# Job
Reproduce every line of the material below word for word, with nothing changed, added or left out.

Start Records shown

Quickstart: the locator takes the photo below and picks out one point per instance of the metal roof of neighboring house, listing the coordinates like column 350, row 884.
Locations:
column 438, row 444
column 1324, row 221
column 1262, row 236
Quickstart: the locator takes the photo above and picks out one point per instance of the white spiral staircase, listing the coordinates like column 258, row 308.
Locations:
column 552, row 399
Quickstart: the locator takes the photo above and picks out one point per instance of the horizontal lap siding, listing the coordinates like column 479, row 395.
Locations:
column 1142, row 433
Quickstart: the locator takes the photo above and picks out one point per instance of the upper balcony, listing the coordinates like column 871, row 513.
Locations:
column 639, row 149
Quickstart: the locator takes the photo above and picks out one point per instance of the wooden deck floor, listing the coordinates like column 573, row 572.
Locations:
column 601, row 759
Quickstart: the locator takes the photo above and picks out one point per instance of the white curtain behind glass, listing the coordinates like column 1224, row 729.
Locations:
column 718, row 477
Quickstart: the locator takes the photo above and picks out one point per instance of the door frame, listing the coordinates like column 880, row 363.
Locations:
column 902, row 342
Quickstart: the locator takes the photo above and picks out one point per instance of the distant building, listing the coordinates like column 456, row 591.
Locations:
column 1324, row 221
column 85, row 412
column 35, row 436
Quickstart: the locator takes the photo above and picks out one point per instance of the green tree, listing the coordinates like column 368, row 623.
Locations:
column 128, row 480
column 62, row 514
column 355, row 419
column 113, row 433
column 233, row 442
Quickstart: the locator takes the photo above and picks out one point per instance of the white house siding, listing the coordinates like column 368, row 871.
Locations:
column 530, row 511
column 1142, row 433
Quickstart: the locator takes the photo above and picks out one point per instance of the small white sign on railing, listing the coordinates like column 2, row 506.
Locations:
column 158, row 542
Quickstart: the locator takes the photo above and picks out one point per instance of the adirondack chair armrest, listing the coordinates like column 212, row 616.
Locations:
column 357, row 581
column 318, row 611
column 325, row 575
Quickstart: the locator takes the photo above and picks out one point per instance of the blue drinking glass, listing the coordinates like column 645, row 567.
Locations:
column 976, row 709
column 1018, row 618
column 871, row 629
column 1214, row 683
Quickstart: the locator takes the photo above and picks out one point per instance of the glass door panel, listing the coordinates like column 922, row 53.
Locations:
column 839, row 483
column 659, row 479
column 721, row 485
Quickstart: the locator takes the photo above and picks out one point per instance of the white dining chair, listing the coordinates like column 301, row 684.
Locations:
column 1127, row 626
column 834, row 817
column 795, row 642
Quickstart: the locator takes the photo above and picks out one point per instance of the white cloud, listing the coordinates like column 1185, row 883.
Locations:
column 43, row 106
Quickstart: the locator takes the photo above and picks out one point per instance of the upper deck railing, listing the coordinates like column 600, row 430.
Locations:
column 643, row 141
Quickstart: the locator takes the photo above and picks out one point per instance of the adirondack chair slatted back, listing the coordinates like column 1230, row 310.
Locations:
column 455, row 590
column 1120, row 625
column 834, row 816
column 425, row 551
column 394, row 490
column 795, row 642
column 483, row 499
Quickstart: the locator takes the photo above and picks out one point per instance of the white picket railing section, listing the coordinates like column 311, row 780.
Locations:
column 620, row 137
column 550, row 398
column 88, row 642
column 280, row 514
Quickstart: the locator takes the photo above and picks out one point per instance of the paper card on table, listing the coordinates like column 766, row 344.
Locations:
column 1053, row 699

End Records shown

# Solution for this exercise
Quickstart: the locator takes the photo below and picks out one point per instance of the metal roof of neighboring house, listing the coordinates like column 350, row 884.
Locations:
column 438, row 444
column 1324, row 221
column 1262, row 236
Quickstart: the locator takes the photo above and picks out one point per instance of the white spiral staircase, listing the coordinates like column 258, row 308.
Locations:
column 552, row 399
Quickstart: the locator takes the photo above and picks out one point per instance of the horizontal lap siding, listing the coordinates like column 479, row 395.
Locations:
column 1142, row 433
Quickstart: the locator takes the photo above and picks out one point per instance of the upper balcony, listing the coordinates like column 871, row 513.
Locations:
column 639, row 149
Quickstart: the locator takes the photo above and picks out one point per instance of the wooden deck floor, listing the coordinates like column 573, row 572.
Locations:
column 601, row 759
Quickstart: the locator takes the photo above and picks out one point per instance of the white curtain behind glass, listing the coordinates like column 1224, row 729.
Locations:
column 718, row 477
Quickstart: the locator takes the photo above and picks out one point per instance of the door frame, listing the coordinates like column 880, row 363.
Locations:
column 902, row 342
Quickstart: the locator takes the photo above and picks out one point per instance of the distant building, listing the coordinates like column 456, row 591.
Locations:
column 1324, row 221
column 85, row 412
column 35, row 436
Quickstart: the locator takes the photo above and picks out one point per instance of the green tree, listing the coordinates like column 368, row 623.
Locations:
column 128, row 480
column 62, row 514
column 355, row 419
column 113, row 433
column 233, row 442
Quickstart: the locator takes the photo above and picks out one point per instance of the white house siding, listing the coordinates like column 368, row 871.
Locations:
column 530, row 511
column 1142, row 433
Quickstart: the locator takes the photo above and picks out one point per instance of the small white sign on railing, listing the coordinates like column 2, row 506.
Locations:
column 158, row 542
Quickstart: the locator takes the photo above and picks out one point per instance of the adirondack chair armrest, listing the coordinates like column 212, row 616.
Locations:
column 357, row 581
column 318, row 611
column 325, row 575
Quickstart: the locator takes the photo above and picks out one point per instance of the blue drinking glass, listing the coordinates like column 645, row 567.
Locations:
column 976, row 709
column 1018, row 618
column 871, row 629
column 1214, row 683
Quickstart: the locator takes the photo above and picks out one point per instance of the glass door panel, listing the coordinates like column 922, row 53.
Locations:
column 839, row 483
column 659, row 479
column 721, row 485
Quickstart: the locator takes the photo above and picks out one point per instance of the white dining chair, listing the coordinates like column 301, row 684.
Locations:
column 1127, row 626
column 834, row 817
column 795, row 642
Quickstart: the locator takes the photo above and picks out one point per instance of the white cloud, listing the coordinates like column 1185, row 883.
Locations:
column 43, row 106
Quickstart: the locator takes the photo above and picks out one point per instance of the upper deck railing, listing the coordinates like column 600, row 430.
Locations:
column 643, row 141
Quickstart: the locator takes the photo above and picks out one point per instance of the adirondack chair slatted back, listing the coordinates like column 1230, row 310.
Locations:
column 455, row 590
column 1120, row 625
column 834, row 816
column 425, row 551
column 394, row 490
column 795, row 642
column 483, row 499
Quickstart: the locator takes the photo above and picks out one point per instance of the white picket railing section, listing the coordinates like column 311, row 780.
Locations:
column 620, row 137
column 550, row 398
column 88, row 642
column 280, row 514
Quickstart: the locator takes the photo above and picks out one point per instance of the paper card on table, listing the coordinates like column 766, row 344.
Locations:
column 1053, row 699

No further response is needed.